Given task:
Set out the rows from the very first line through the line containing "x=113, y=94" as a JSON list of strings, one string per line, with blank lines skipped. Leave the pictures out.

Input for this task:
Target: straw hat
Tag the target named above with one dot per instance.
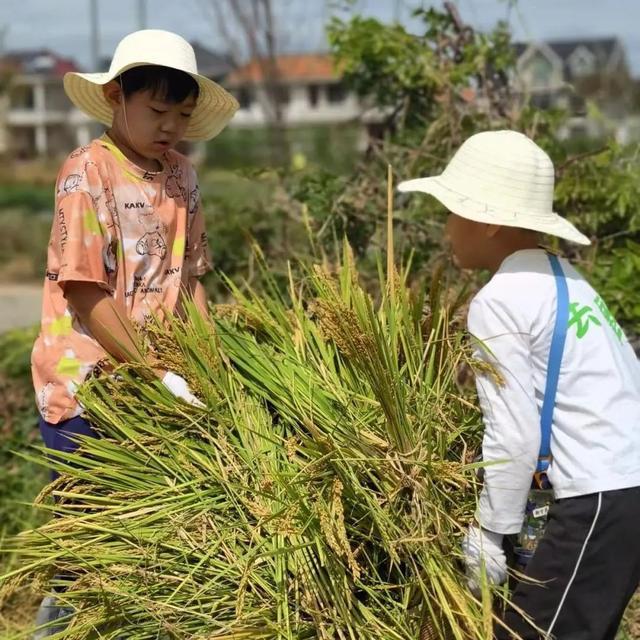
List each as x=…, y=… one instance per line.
x=215, y=106
x=500, y=177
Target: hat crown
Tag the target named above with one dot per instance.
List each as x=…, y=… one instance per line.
x=154, y=46
x=504, y=169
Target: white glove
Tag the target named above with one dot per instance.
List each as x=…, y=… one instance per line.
x=484, y=548
x=179, y=387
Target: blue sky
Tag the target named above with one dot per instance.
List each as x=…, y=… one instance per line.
x=63, y=25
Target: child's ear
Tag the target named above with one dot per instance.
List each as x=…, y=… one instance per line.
x=492, y=229
x=113, y=94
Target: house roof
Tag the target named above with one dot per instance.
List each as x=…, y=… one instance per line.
x=212, y=64
x=603, y=50
x=290, y=68
x=37, y=61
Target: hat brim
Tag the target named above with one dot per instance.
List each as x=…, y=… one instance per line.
x=213, y=111
x=552, y=224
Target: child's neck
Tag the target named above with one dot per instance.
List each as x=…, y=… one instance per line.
x=148, y=164
x=509, y=245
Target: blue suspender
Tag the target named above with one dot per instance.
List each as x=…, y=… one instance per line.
x=555, y=360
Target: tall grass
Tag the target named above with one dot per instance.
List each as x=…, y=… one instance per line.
x=321, y=493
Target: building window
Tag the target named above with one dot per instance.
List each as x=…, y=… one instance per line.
x=582, y=62
x=314, y=95
x=539, y=71
x=283, y=95
x=336, y=93
x=22, y=98
x=244, y=97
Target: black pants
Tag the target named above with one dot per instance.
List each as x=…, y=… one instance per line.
x=61, y=436
x=589, y=564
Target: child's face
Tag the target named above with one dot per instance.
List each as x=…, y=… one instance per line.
x=152, y=125
x=469, y=242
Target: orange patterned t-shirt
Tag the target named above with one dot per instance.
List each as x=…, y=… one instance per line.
x=137, y=234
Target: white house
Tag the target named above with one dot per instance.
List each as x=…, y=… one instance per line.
x=310, y=92
x=38, y=118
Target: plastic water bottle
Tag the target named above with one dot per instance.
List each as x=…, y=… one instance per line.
x=533, y=526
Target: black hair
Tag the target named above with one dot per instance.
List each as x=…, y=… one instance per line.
x=165, y=83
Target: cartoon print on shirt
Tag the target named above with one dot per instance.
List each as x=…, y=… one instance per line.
x=153, y=242
x=173, y=186
x=71, y=183
x=78, y=152
x=194, y=197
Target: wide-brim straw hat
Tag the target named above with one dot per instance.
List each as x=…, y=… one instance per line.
x=214, y=108
x=502, y=178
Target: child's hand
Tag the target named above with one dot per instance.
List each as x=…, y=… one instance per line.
x=179, y=387
x=482, y=547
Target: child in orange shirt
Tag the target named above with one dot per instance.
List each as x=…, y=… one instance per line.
x=128, y=238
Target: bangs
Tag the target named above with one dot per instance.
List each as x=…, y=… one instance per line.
x=164, y=83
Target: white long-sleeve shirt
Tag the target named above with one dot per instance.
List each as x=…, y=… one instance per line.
x=595, y=440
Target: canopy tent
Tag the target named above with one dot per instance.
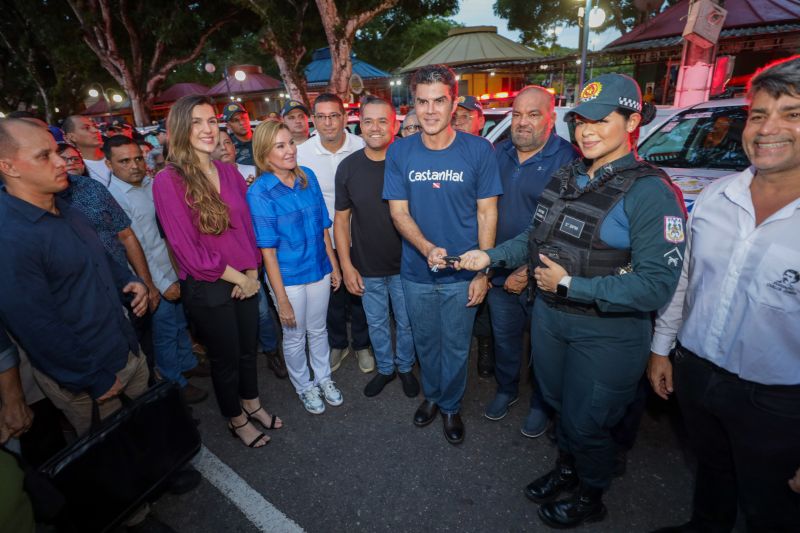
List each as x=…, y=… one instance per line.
x=255, y=82
x=473, y=45
x=319, y=70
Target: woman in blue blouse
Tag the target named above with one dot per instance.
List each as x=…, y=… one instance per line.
x=290, y=220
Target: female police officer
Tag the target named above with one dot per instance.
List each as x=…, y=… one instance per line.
x=605, y=248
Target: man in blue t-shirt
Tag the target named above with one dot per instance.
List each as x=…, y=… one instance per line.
x=442, y=188
x=526, y=162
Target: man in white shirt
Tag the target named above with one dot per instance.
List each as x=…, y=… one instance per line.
x=322, y=153
x=133, y=190
x=83, y=133
x=736, y=369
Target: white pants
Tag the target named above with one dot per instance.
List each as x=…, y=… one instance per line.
x=310, y=305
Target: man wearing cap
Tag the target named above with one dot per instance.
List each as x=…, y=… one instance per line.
x=469, y=115
x=295, y=116
x=322, y=153
x=238, y=122
x=83, y=133
x=469, y=119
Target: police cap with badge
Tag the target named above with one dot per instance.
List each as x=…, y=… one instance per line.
x=607, y=93
x=232, y=109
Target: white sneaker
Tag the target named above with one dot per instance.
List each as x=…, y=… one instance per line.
x=332, y=395
x=312, y=401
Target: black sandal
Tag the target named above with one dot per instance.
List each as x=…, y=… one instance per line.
x=253, y=443
x=272, y=419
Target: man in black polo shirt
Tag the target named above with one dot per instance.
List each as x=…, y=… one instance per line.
x=371, y=268
x=61, y=290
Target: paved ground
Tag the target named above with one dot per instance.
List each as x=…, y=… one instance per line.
x=364, y=467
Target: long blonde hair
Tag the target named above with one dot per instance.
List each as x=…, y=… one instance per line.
x=211, y=213
x=264, y=140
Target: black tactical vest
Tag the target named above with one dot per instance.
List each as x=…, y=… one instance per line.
x=567, y=223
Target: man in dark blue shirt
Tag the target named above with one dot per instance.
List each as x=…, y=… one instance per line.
x=61, y=291
x=526, y=163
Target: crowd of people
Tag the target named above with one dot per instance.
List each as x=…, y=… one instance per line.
x=123, y=256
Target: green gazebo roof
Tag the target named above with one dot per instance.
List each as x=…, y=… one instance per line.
x=476, y=44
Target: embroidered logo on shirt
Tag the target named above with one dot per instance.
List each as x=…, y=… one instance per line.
x=674, y=257
x=572, y=226
x=787, y=282
x=673, y=229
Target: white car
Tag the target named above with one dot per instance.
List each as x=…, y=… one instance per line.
x=694, y=145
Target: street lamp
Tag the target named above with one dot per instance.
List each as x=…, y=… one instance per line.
x=94, y=93
x=239, y=76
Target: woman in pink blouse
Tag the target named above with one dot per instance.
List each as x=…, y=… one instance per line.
x=202, y=209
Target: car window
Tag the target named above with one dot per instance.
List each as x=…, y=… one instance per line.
x=704, y=138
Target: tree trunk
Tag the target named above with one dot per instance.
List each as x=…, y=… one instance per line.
x=295, y=83
x=341, y=32
x=141, y=116
x=48, y=110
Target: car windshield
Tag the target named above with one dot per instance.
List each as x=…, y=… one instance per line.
x=704, y=138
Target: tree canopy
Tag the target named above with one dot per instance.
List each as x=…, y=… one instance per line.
x=535, y=19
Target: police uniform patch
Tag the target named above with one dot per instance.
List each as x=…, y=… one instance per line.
x=673, y=229
x=591, y=91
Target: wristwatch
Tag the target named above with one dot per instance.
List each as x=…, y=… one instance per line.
x=562, y=289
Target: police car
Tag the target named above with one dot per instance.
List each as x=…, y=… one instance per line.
x=694, y=145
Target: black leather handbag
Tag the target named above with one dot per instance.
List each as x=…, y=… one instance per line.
x=125, y=458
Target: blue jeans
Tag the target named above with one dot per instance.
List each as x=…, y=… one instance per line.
x=511, y=317
x=441, y=324
x=267, y=335
x=171, y=342
x=378, y=292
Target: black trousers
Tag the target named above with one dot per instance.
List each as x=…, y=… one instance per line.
x=340, y=304
x=747, y=440
x=229, y=330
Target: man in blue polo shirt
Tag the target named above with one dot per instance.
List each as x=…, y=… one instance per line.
x=442, y=187
x=526, y=162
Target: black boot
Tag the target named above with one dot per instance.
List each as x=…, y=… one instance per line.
x=550, y=485
x=485, y=357
x=586, y=505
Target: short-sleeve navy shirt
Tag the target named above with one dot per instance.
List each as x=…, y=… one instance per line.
x=442, y=188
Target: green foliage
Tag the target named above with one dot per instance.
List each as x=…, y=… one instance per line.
x=391, y=44
x=230, y=48
x=41, y=49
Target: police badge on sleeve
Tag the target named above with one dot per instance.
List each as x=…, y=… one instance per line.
x=673, y=229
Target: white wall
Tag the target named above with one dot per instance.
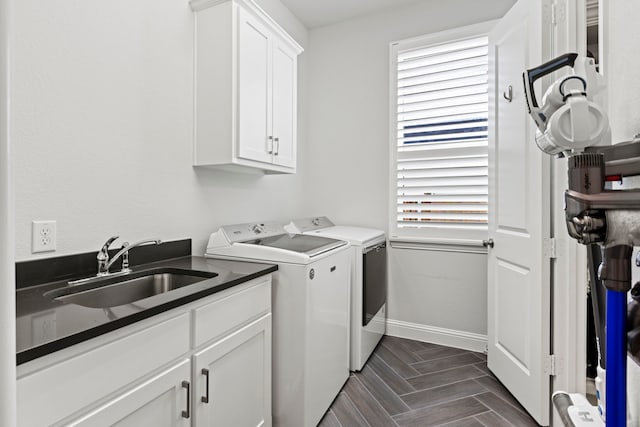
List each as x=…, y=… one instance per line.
x=348, y=151
x=102, y=128
x=622, y=62
x=7, y=268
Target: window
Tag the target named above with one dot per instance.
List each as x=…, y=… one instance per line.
x=439, y=136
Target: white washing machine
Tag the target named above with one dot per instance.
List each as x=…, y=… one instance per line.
x=310, y=298
x=368, y=281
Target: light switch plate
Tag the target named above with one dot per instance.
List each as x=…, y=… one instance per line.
x=43, y=236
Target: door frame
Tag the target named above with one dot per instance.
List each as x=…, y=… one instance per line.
x=7, y=266
x=569, y=268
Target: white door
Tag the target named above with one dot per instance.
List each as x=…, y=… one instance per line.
x=518, y=271
x=254, y=89
x=159, y=402
x=233, y=379
x=284, y=105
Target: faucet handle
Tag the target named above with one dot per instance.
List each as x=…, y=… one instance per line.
x=125, y=257
x=103, y=254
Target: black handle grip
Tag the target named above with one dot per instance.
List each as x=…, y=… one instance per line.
x=205, y=398
x=566, y=60
x=187, y=413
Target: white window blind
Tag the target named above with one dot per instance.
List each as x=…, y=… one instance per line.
x=442, y=138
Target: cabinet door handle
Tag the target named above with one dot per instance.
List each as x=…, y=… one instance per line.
x=187, y=413
x=205, y=398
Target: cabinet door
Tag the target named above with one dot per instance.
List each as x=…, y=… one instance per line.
x=237, y=371
x=255, y=139
x=158, y=402
x=284, y=105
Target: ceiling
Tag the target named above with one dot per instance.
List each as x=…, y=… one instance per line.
x=317, y=13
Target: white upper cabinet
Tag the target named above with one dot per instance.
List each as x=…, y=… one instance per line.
x=245, y=88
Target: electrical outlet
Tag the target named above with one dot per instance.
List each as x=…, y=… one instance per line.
x=43, y=236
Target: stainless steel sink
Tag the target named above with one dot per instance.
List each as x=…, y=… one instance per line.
x=105, y=292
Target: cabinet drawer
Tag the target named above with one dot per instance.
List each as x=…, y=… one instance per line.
x=214, y=319
x=47, y=396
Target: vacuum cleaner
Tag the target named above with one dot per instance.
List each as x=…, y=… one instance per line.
x=599, y=212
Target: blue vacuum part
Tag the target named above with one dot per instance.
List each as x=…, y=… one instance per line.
x=616, y=350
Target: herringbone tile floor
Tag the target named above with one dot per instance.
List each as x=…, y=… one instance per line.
x=411, y=383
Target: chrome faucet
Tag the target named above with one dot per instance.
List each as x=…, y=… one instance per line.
x=104, y=263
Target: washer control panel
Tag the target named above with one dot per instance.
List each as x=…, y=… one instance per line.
x=250, y=231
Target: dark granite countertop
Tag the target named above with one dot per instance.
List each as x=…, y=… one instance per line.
x=45, y=325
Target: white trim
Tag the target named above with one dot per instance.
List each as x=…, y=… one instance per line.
x=436, y=335
x=7, y=266
x=434, y=38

Output:
[
  "Target: straw hat",
  "Tag the target named above with one dot per instance.",
  "List each as x=…, y=… one instance per line.",
  "x=215, y=106",
  "x=500, y=177",
  "Target: hat crown",
  "Tag the target named above with one dot per instance.",
  "List each as x=…, y=… one instance per line.",
  "x=154, y=46",
  "x=504, y=169",
  "Target: white glove",
  "Tag the target named above with one dot per instance.",
  "List each as x=…, y=… one instance per line.",
  "x=484, y=548",
  "x=179, y=387",
  "Target: blue sky",
  "Tag the target named above with one dot per instance.",
  "List each as x=…, y=… one instance per line.",
  "x=63, y=25",
  "Target: child's ear",
  "Tag the target named above with one dot per instance.",
  "List each as x=…, y=… one instance per line.",
  "x=492, y=229",
  "x=113, y=94"
]